● Exercise data:
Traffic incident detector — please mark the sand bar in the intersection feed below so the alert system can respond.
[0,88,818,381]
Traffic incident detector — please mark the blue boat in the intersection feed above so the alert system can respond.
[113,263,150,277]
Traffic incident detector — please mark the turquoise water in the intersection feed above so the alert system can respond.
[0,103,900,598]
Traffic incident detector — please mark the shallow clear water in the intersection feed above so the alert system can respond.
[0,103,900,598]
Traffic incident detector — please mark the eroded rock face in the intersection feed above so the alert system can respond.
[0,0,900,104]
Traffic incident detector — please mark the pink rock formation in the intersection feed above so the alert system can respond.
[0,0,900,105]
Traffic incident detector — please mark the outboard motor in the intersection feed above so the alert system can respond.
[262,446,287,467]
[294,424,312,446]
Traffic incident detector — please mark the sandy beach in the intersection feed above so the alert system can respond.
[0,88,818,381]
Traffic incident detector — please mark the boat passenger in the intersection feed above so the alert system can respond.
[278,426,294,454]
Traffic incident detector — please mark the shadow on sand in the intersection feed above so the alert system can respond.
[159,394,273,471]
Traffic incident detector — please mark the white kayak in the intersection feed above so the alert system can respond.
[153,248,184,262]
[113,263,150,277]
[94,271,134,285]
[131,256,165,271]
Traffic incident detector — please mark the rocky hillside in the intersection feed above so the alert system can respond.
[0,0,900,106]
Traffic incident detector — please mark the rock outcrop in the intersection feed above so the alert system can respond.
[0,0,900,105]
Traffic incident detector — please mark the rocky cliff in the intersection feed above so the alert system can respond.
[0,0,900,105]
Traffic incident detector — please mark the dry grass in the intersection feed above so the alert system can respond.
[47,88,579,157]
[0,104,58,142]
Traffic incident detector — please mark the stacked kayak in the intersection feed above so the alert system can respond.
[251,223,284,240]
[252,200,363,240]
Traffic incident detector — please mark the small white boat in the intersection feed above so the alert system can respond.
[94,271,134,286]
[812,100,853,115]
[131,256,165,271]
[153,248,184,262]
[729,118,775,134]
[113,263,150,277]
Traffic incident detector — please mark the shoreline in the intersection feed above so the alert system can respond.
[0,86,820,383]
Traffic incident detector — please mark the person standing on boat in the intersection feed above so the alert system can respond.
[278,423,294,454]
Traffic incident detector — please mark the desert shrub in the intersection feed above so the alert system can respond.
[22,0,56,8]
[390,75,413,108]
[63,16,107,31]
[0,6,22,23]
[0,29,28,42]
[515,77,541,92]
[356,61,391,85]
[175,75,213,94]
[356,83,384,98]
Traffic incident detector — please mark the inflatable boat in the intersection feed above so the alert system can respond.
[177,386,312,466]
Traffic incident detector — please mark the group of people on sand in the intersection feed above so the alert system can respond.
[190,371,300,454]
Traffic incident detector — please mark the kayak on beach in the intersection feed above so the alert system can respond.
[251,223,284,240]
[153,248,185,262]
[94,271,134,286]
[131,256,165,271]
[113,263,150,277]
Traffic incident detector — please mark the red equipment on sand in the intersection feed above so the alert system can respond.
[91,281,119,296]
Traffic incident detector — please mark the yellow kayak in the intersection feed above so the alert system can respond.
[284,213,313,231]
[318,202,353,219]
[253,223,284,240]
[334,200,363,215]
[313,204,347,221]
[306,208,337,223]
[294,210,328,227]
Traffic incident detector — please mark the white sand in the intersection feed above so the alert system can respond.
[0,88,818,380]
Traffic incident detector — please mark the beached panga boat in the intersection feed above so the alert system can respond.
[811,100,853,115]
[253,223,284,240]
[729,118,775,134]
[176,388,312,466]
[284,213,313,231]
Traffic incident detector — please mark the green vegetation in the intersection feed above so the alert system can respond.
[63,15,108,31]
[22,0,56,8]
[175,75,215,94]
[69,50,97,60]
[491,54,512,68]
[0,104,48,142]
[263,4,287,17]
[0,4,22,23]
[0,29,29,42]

● Problem requirements: Copy every one of the records above, word for word.

● Reply:
Traffic incident detector — please mark the sand bar in the intersection feed below so the alert system can respond.
[0,88,818,381]
Traffic incident detector — please mark the blue boat in the intersection feed above so the alert system can respond.
[113,263,150,277]
Traffic incident detector — please mark the turquoise water in the intersection feed above so the alert system can respond.
[0,103,900,598]
Traffic incident detector — please mark the shallow clear water in the intersection feed above so the alert system can respond.
[0,103,900,598]
Traffic incident detector — please mark the eroded rock face in the intersection feed above so the alert system can respond.
[0,0,900,104]
Traffic incident detector — please mark the pink rock formation in the intersection feed above so the alert system can respond.
[0,0,900,105]
Traffic incident detector — please mark the outboard motor in the intersection feed above so the alert system can respond.
[262,446,287,467]
[294,424,312,446]
Traffic incident detector — please mark the sandy beach in the intersection feed above so the alert system can respond.
[0,88,818,381]
Traffic incident detector — please mark the boat passenger in the intersection feed above so the alert system can respond.
[278,426,294,454]
Traffic incident detector — please mark the shadow on sand in the intersection feed above so the alert system can respond.
[159,394,273,471]
Traffic incident detector — please mark the white kayak in the intersection feed above so the alert system can respond.
[153,248,184,262]
[113,263,150,277]
[94,271,134,285]
[131,256,165,271]
Traffic incident detector — please mark the rocky hillside in the intersection feed above so the alert system can respond.
[0,0,900,106]
Traffic incident detector — please mark the rock outcrop in the intersection feed above so the alert system can respond.
[0,0,900,105]
Traffic incident detector — please mark the rocky cliff in the intersection feed above so the alert system can respond.
[0,0,900,105]
Traffic incident detector — please mark the dry grass in the intersection feed above so the alert system can respond.
[47,88,579,157]
[0,104,58,142]
Traffic incident detector — please mark the stacked kayak in the intersection feed above so the alert system can respond.
[251,223,284,240]
[252,200,363,240]
Traffic incident detector — please mark the small white boat in the intersection feed above so the alert system can respond.
[94,271,134,286]
[812,100,853,115]
[131,256,165,271]
[153,248,184,262]
[729,118,775,134]
[113,263,150,277]
Traffic incident detector — please mark the shoreline in the intersection feed above so the alert system can respond.
[0,86,820,383]
Traffic incident detector — please mark the person standing on boat in the intersection feed above so the alert system can respond.
[278,423,294,454]
Traffic incident detector — please mark the desert shrub in the intersection feed above so the alert system can respond.
[22,0,56,8]
[390,75,413,108]
[63,16,107,31]
[0,6,22,23]
[0,29,28,42]
[515,77,541,92]
[356,61,391,85]
[175,75,213,94]
[356,83,384,98]
Traffic incident detector — please mark the inflatable boat in the intersection feed above so the alert system can respond.
[177,386,312,466]
Traffic incident detector — please mark the group of people on sand in the intersection feed above so the alert system can respond.
[190,371,300,454]
Traffic incident detector — please mark the kayak on beach in the intersection feed above so the alert system can respond.
[251,223,284,240]
[153,248,185,262]
[94,271,134,286]
[131,256,165,271]
[113,263,150,277]
Traffic incident detector — please mark the red equipment on sand in the intersection feed above so the alert system can respond.
[91,281,119,296]
Traffic incident detector — please mark the yellow kayak in the intersection feed above so the alert system can respond.
[284,213,313,231]
[318,202,353,219]
[253,223,284,240]
[334,200,363,215]
[313,204,347,221]
[306,208,337,223]
[294,210,328,227]
Traffic incident detector — please mark the white sand in the intersection feed above so the alert system can respond.
[0,88,818,380]
Traffic incident detector — please mark the beached panga boat in the intersection feed above so the alert system can respond.
[811,100,853,115]
[253,223,284,240]
[729,118,775,134]
[176,388,312,466]
[284,213,313,231]
Traffic incident detector — please mark the green vegetation in the intersection feed above so the alert system can respond.
[63,15,108,31]
[22,0,56,8]
[175,75,215,94]
[69,50,97,60]
[491,54,512,68]
[0,104,48,142]
[263,4,287,17]
[0,4,22,23]
[0,29,29,42]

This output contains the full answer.